[Text section]

Usani was the Commissioner for Agriculture, Water Resources, and Rural Development during the last military administration in the state, which was headed by Col. U. F Ahmed (Rtd). It was Military Administrator Ahmed who handed over to the elected governor of the state, Mr. Donald Duke, at the beginning of the Fourth Republic on May 29, 1999.

Our correspondent on Monday obtained a document published in 2000 by the Cross River State Government indicting Mr. Usani for fraud and abuse of office.
In its gazette, the state government concluded in its findings that Usani along with a firm, Gersh Henshaw & Company, defrauded the government of about N16m through a contract for the valuation of the assets of an agency under his ministry.

It recommended that the former commissioner be prosecuted and that details of the transaction be forwarded to the Code of Conduct Tribunal.

On June 21, 1999 Governor Duke inaugurated the Financial Impropriety/Verification Standing Committee to, among others: ascertain the assets and liabilities of the ministries and institutions, all forms of financial impropriety (if any) in government ministries and establishments, the perpetrators of such financial improprieties; and recommend appropriate disciplinary actions to be taken against the culprits including recovery of all such sums.

The committee, which was led by Chief Orok Oyo, included Chief Andy Ikpeme, Ekpe Essien Ita, Otu Oka, Mr. Akomaye Adie and Okoi-Obono Obla (who was later replaced by Mr. Stephen Asuquo).

The recommendations of the committee and approval of the state government were published as Cross River Gazette titled, ‘Views of the Cross Rivers State Government on the Report of the Financial Impropriety/Verification Standing Committee.’

The 37th contract involving Usani and which was investigated by the committee is titled in the Gazette as ‘The Case of Gersh Henshaw & Company.’ It involved “the contract for the valuation of vehicles, workshops/equipment of the Cross River State Water Board”, awarded by Usani as the then Commissioner for Water Resources and Rural Development to Gersh Henshaw & Company, Estate Surveyors, and Valuers.
Usani was said to have paid about N20,750,000 to the company for the execution of the contract. The Head of Practice of the firm, Mr. Gersh Henshaw, was said to have testified before the committee, giving the impression that the firm did the state government a favour by accepting the lump sum of N20,750,000 from the then commissioner for the execution of the job.

[Given material]
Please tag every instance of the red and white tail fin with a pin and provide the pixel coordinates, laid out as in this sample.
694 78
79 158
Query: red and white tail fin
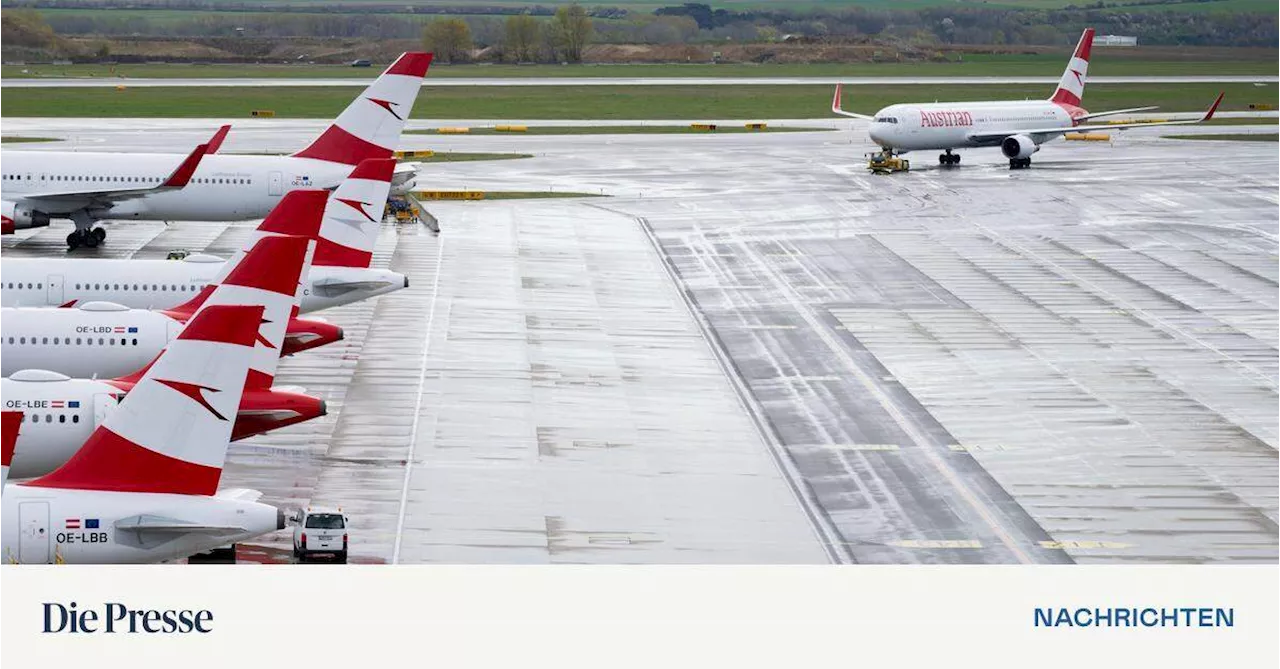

[Tasks to carry out]
1 – Name every person the news report on Usani lists as a member of the Financial Impropriety/Verification Standing Committee, including its leader and the later replacement.
2 – From the news report on Usani, reproduce word for word the passage that opens with the words containing "The 37th contract" and closes with "Surveyors, and Valuers.".
3 – Carry on the news report on Usani with new sentences that begin after its final line.
The data above was drawn from a separate source that is unrelated to the text.

[Answers to the tasks]
1 – Chief Orok Oyo, Chief Andy Ikpeme, Ekpe Essien Ita, Otu Oka, Mr. Akomaye Adie, Okoi-Obono Obla, Mr. Stephen Asuquo

2 –
The 37th contract involving Usani and which was investigated by the committee is titled in the Gazette as ‘The Case of Gersh Henshaw & Company.’ It involved “the contract for the valuation of vehicles, workshops/equipment of the Cross River State Water Board”, awarded by Usani as the then Commissioner for Water Resources and Rural Development to Gersh Henshaw & Company, Estate Surveyors, and Valuers.

3 –
But the committee stated that in line with the approved scale of fees for the valuation work done, Gersh Henshaw & Company ought to have been paid only N4,426,850.

The committee recommended that the sum of N16,323,150, being the excess of the payment, be recovered from Usani.

“The then Commissioner, Mr. Usani U. Usani, expressly refused to pay in accordance with the approved scales or fees although that would have meant a lot of savings on the part of government. He rather ended up paying an amount which was N16,323,150.00 higher than the approved scale or fees,” the gazette read in part.

The committee had recommended to the government that a total sum of N17,031,446 comprising N16,323,150 being excess payment on the contract sum and N708,296 as tax deduction should be recovered from Usani.

But the government stated that the N708,296 tax deduction had been waved.

The government approved the recommendation that the particulars of the transaction should be forwarded to the Code of Conduct Tribunal with a complaint of “financial impropriety and abuse of office” against Usani.
According to the document: “The committee found that Mr. Usani and Mr. Gersh Henshaw deliberately failed to apply the approved scale of fees and in order to defraud the government.

“The Government of Cross River State should recover the total sum of N17,031,446.00 made up of N16,323,150 being excess payment on the contract sum for the valuation of the assets of Cross River State Water Board and N708,296.00 being total tax deduction.”

In the comment section, it said: “Government accepts this recommendation and directs that the sum of N16,323,150 only should be recovered from Mr. Usani U. Usani, the then Commissioner for Agriculture, Water Resources and Rural Development being excess payment on the contract sum for the valuation of the assets of the Cross River State Water Board. He should also be prosecuted.

“Government however, waives the payment of N708,296.00 being total tax deduction in view of its comment expressed in paragraph 38 (viii) above. Government shall forward particulars of this transaction to the Code of Conduct Tribunal with a complaint against Mr. Usani Uguru Usani for financial impropriety and abuse of office.”

On the issue that the firm be allowed the sum of N4,426,850 as total Consultancy fee (gross of total), the government accepted the recommendation, saying: “The Government of Cross River State should make a formal complaint against Gersh Henshaw & Company to his professional body, the Nigerian Institute of Estate Surveyors and Valuers for unprofessional conduct.”

Noting that recommendation, the government said: “The firm of Gersh Henshaw & Company should be blacklisted from further patronage by the Government of Cross River State.”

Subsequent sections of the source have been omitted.